---------- Data ----------
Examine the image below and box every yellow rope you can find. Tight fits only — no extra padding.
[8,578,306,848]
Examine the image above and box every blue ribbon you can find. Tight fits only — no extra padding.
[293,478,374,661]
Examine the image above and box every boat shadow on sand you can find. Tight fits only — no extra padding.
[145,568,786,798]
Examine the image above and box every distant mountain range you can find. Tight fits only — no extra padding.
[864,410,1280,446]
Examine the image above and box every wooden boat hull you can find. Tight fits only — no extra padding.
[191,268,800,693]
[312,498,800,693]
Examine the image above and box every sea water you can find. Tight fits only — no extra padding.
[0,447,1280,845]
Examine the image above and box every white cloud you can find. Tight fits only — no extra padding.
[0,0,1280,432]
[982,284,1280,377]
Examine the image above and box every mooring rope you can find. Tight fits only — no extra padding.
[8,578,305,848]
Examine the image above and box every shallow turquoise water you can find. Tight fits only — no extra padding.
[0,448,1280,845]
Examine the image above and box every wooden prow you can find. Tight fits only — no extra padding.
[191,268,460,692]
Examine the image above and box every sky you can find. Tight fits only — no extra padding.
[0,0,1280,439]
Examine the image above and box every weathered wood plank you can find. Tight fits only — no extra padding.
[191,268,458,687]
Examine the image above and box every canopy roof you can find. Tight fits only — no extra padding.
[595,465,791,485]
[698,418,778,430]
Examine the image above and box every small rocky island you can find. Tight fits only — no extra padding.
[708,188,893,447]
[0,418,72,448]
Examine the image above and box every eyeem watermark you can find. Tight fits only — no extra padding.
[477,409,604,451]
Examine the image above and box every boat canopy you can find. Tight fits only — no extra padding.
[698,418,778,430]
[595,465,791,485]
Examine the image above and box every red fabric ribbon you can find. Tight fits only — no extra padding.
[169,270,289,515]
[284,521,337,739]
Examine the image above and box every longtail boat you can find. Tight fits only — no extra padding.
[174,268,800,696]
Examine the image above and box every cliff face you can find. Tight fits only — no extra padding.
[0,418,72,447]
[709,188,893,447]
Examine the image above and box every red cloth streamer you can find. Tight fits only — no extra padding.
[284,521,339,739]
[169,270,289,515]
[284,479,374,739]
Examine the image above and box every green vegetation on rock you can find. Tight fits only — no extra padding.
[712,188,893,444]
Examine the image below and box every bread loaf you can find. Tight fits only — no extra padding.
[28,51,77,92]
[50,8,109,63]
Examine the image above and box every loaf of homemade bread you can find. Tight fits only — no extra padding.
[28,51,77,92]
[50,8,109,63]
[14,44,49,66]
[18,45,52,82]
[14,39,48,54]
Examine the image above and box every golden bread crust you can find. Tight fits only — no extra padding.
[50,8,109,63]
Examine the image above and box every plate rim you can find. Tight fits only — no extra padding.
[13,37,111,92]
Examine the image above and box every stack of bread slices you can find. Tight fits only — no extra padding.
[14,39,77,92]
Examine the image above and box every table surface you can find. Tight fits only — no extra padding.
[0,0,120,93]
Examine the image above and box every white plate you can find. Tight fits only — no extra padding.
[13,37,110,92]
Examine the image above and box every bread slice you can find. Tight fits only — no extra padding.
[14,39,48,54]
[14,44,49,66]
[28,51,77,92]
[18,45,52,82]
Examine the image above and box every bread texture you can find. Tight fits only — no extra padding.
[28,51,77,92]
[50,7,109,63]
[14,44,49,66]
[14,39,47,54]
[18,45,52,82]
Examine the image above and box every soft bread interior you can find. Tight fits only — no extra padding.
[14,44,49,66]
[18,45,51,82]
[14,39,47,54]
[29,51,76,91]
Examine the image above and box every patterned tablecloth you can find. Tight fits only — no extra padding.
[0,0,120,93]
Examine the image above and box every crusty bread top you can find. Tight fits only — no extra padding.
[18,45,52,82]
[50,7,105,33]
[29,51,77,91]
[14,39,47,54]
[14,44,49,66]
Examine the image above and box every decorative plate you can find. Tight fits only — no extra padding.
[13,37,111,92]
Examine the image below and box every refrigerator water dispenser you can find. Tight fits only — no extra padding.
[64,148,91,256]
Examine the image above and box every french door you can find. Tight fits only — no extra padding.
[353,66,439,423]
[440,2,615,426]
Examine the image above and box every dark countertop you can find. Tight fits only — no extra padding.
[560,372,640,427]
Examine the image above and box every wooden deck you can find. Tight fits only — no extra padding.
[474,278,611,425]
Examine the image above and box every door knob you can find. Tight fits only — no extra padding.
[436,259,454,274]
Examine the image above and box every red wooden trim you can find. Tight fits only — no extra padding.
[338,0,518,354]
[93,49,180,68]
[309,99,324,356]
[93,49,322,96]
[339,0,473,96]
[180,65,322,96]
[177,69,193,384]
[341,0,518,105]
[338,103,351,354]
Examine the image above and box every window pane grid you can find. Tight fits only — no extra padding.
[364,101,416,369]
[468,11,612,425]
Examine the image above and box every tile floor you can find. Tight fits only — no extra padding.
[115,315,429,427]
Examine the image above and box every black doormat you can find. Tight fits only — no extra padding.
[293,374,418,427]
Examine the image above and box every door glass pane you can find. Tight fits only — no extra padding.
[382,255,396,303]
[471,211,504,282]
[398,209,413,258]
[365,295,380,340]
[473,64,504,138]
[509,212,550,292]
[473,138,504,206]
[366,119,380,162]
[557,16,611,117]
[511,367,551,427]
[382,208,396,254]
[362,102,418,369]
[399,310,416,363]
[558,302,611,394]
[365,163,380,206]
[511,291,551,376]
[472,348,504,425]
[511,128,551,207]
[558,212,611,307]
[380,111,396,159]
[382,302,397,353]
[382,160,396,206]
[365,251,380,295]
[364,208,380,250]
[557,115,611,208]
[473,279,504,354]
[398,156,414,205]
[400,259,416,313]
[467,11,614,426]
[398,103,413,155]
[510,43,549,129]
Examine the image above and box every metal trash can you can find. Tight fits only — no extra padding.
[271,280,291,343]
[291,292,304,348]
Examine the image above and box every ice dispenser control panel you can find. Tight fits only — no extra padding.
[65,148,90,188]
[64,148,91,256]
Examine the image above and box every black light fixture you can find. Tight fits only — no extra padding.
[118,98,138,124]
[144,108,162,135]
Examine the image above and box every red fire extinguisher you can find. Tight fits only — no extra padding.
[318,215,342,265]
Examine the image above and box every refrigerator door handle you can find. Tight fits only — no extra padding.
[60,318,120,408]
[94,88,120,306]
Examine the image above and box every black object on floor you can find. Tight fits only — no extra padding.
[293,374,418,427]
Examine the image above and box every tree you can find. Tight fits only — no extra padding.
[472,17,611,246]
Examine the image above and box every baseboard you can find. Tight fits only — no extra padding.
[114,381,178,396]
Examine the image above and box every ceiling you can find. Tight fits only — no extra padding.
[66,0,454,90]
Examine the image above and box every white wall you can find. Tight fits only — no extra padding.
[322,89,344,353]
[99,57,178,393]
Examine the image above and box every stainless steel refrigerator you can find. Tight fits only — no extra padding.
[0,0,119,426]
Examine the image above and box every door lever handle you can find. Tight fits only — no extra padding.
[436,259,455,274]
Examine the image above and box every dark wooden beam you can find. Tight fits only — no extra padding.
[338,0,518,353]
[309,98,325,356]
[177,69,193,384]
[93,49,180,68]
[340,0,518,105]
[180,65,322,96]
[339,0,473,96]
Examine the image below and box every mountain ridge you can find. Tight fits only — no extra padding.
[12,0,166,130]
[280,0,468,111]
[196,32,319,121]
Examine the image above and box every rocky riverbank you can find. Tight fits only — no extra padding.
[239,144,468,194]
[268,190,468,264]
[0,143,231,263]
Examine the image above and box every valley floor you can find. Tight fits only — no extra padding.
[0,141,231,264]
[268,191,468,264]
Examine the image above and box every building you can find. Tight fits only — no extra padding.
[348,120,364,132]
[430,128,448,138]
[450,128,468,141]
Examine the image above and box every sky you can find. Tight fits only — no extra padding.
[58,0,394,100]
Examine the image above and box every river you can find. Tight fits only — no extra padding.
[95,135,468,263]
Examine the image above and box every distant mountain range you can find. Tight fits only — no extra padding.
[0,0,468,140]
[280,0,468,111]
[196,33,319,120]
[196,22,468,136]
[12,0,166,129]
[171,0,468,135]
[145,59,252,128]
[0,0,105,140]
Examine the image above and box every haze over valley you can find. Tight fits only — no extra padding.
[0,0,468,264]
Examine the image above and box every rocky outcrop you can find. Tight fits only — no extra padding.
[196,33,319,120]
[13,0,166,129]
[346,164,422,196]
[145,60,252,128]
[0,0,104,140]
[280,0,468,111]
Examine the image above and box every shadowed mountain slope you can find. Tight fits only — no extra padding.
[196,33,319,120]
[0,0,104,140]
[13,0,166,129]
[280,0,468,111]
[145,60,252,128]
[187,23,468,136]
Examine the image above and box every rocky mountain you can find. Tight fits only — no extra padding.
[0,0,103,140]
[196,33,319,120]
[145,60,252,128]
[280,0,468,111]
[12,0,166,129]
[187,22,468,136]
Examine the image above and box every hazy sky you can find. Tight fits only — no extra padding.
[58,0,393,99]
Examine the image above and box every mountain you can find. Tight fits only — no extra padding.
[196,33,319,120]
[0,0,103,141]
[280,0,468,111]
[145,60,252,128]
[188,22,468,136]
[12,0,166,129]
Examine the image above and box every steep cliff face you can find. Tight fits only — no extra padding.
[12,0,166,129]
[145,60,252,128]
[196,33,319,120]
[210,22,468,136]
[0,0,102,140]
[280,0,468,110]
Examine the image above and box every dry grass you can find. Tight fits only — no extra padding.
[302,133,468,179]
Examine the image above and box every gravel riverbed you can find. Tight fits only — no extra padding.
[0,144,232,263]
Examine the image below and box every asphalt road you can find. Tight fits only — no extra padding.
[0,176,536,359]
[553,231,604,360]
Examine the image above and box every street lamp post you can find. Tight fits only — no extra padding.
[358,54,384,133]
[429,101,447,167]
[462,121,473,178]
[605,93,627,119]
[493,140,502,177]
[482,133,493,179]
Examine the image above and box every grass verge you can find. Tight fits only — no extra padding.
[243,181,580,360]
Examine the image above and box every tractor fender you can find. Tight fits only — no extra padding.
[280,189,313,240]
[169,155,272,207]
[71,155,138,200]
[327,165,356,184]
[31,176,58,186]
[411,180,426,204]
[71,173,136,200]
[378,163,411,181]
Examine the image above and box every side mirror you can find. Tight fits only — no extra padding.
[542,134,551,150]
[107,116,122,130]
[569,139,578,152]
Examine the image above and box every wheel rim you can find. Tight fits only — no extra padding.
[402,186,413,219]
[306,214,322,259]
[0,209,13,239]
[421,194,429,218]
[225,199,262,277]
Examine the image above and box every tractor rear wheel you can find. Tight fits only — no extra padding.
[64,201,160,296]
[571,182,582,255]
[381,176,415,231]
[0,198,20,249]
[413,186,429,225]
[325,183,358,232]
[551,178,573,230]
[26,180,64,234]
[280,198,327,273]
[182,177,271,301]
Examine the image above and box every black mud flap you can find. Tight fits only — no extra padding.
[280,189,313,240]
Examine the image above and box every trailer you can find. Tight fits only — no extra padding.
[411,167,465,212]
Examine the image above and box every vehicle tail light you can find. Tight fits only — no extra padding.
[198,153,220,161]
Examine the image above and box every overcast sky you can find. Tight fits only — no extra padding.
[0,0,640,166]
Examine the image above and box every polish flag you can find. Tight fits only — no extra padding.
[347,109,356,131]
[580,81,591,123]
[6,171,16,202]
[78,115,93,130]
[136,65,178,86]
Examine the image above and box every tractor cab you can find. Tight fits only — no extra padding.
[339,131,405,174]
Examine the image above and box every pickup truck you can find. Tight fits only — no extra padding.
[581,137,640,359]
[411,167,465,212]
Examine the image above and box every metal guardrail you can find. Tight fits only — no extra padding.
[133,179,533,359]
----------
**What you are asked to do**:
Rewrite the data from the line containing "Examine the image above and box every tractor fender" through the line containing "[182,177,271,301]", changing "side mirror" to "wing mirror" and leaving everything else as it is.

**Answer for the task**:
Examine the image above and box every tractor fender you can find. Tight fits only — no extra padding.
[280,189,313,240]
[169,155,272,207]
[71,155,138,200]
[327,165,356,184]
[31,176,58,186]
[411,180,426,204]
[71,173,136,200]
[378,163,411,181]
Examine the image above and box every wing mirror you can find. Tight fits only — no extra padding.
[542,134,551,150]
[107,116,122,130]
[569,139,578,152]
Examine the image above and box every wheel rim you can find. Tight fits only — no extra padding.
[402,186,413,219]
[306,214,322,259]
[0,209,13,239]
[421,194,429,218]
[225,199,262,277]
Examine the image above and box every tractor rear wheel you can find. Tight fits only — no extra padding.
[64,201,160,296]
[571,182,582,255]
[381,176,415,231]
[0,198,20,249]
[413,186,429,225]
[325,183,358,232]
[551,178,573,230]
[26,180,64,234]
[280,198,327,273]
[182,177,271,301]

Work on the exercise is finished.